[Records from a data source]

◆ ◆ ◆ ◆ ◆ ◆ ◆

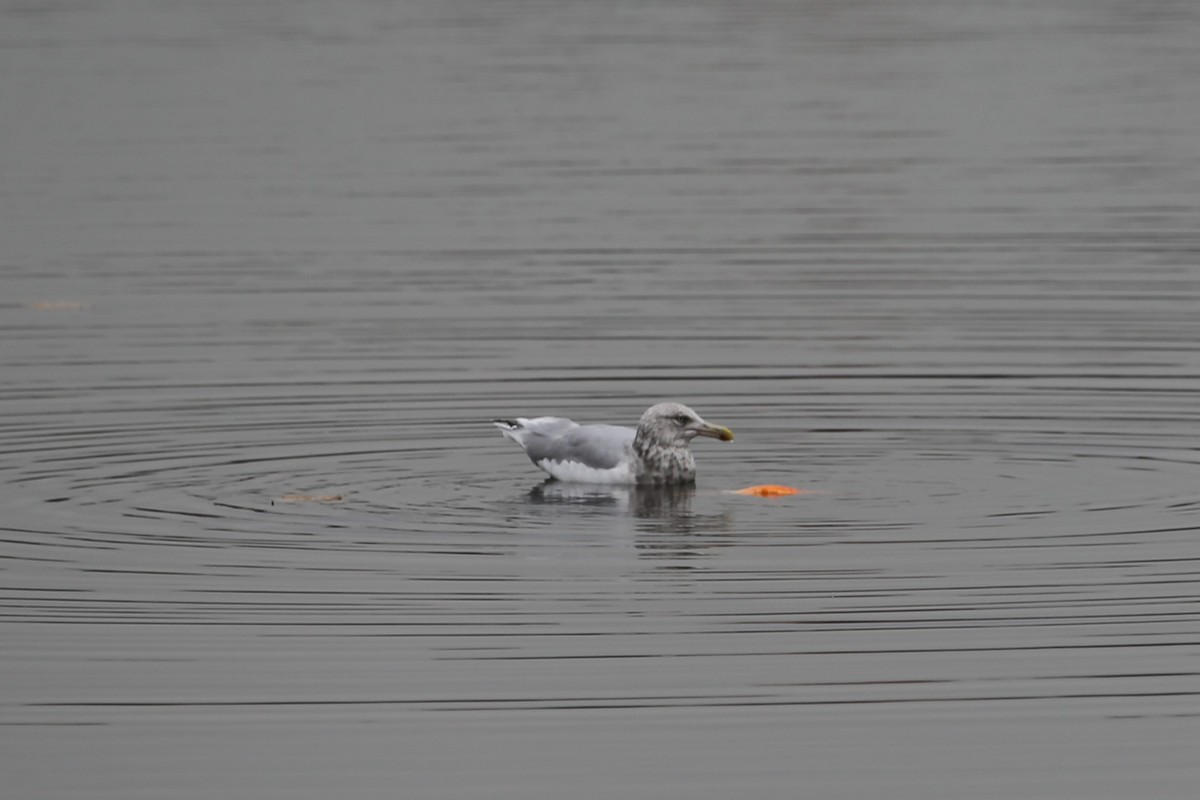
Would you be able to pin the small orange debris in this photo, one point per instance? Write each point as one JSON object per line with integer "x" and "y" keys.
{"x": 768, "y": 491}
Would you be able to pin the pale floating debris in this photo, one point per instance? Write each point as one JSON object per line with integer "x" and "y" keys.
{"x": 309, "y": 498}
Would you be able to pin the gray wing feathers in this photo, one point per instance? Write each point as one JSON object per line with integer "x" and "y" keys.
{"x": 601, "y": 446}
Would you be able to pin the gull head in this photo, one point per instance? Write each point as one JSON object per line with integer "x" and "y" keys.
{"x": 673, "y": 425}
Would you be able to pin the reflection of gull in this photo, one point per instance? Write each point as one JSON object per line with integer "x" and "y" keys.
{"x": 661, "y": 509}
{"x": 657, "y": 452}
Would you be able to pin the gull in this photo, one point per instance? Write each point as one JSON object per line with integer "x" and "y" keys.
{"x": 653, "y": 453}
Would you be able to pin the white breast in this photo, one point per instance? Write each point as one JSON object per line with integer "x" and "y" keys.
{"x": 577, "y": 473}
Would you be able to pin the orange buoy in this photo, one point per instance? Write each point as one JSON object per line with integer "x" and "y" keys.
{"x": 768, "y": 491}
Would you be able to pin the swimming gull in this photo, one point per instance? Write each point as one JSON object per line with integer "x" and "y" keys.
{"x": 655, "y": 452}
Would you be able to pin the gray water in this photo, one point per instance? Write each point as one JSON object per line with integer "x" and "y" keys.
{"x": 936, "y": 263}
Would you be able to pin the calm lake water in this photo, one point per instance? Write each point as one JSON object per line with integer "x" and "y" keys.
{"x": 937, "y": 263}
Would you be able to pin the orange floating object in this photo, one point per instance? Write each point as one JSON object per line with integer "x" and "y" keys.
{"x": 768, "y": 491}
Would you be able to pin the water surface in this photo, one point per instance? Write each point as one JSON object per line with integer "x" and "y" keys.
{"x": 935, "y": 263}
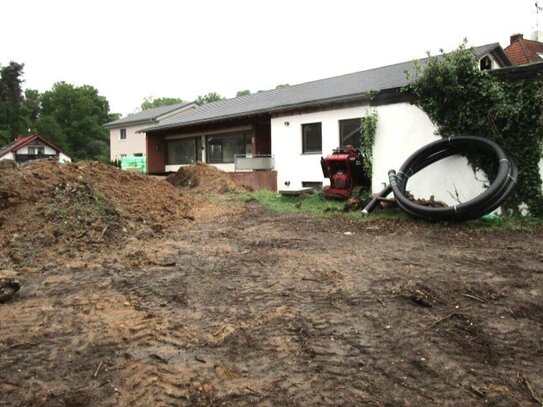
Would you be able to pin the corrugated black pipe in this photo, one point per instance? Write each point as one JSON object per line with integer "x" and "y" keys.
{"x": 486, "y": 202}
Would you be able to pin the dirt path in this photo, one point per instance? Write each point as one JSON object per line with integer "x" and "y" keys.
{"x": 265, "y": 309}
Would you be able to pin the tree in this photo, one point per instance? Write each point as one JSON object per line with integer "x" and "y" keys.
{"x": 31, "y": 108}
{"x": 151, "y": 102}
{"x": 243, "y": 93}
{"x": 74, "y": 117}
{"x": 210, "y": 97}
{"x": 11, "y": 98}
{"x": 461, "y": 99}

◆ ◆ ◆ ◆ ◆ ◆ ◆

Task =>
Rewrite the data above, replacing each "pin" with "mark" and keeping everything else the same. Leave the picture lines out of your answer.

The answer =>
Would you be able to mark the small orange debris in this photo, one point per instance? Write each point as one JSON object per line with integer "x" and "y" keys.
{"x": 768, "y": 491}
Would you be able to mark the pale floating debris in this photo, one point per instance? Write each point as one JSON object per line with integer "x" and "y" keys.
{"x": 309, "y": 498}
Would you be able to mark the gray wing feathers in this photo, one point per instance? Write each point as one JSON object per line with integer "x" and "y" keys.
{"x": 601, "y": 446}
Would you be able to mark the gull head in this photo, one point per instance? Write each point as one JSON object per line with integer "x" and "y" keys.
{"x": 673, "y": 425}
Would you be able to mark the reflection of gull in this photo, one point per instance? Write each point as one JSON object per line with integer "x" and "y" keys.
{"x": 661, "y": 509}
{"x": 657, "y": 452}
Would you be able to mark the gull in this photo, one point per instance? Write each point as one JSON object per line with integer "x" and "y" keys.
{"x": 653, "y": 453}
Would you be able to mark the white breast in this photo, one point per instance? Write each point as one JSON object per line with integer "x" and "y" keys.
{"x": 577, "y": 473}
Would you be able to mark the orange buoy in this photo, one point per instance? Write each point as one JSON object per line with integer "x" and "y" keys.
{"x": 768, "y": 491}
Would you be able to mark the swimming gull in this photo, one point per instance? Write each point as one JSON object per line with integer "x" and "y" keys.
{"x": 655, "y": 452}
Would you be able to mark the gray water in this photo, one point per instance? Write each point as one JSON object per line with integer "x" and "y" keys.
{"x": 936, "y": 263}
Would you be able to mark the calm lake water in this photo, one point per instance? Write each point as one JSON object per line with integer "x" and "y" keys.
{"x": 937, "y": 263}
Would you be able to mark the orange floating object in this photo, one point per instance? Write each point as one JSON object per line with integer "x" and "y" keys.
{"x": 768, "y": 491}
Would you be able to mark the water surface in this photo, one point per instance? Write each point as one JSON object per line with integer "x" and "y" keys.
{"x": 935, "y": 263}
Would you be able to mark the corrugated black pipe in this photo, one point per instance? Write each point as one JSON object per line with integer "x" and "y" keys.
{"x": 486, "y": 202}
Would you be able to mark the dirt path in this photo, one point per instance? Write each point as one JSON object per line with integer "x" and "y" keys.
{"x": 265, "y": 309}
Would you be able to mark the tree in this photo, one point per instance? Write each point as one JSON object per line with integer "x" and "y" keys.
{"x": 31, "y": 108}
{"x": 151, "y": 102}
{"x": 243, "y": 93}
{"x": 74, "y": 117}
{"x": 210, "y": 97}
{"x": 11, "y": 98}
{"x": 461, "y": 99}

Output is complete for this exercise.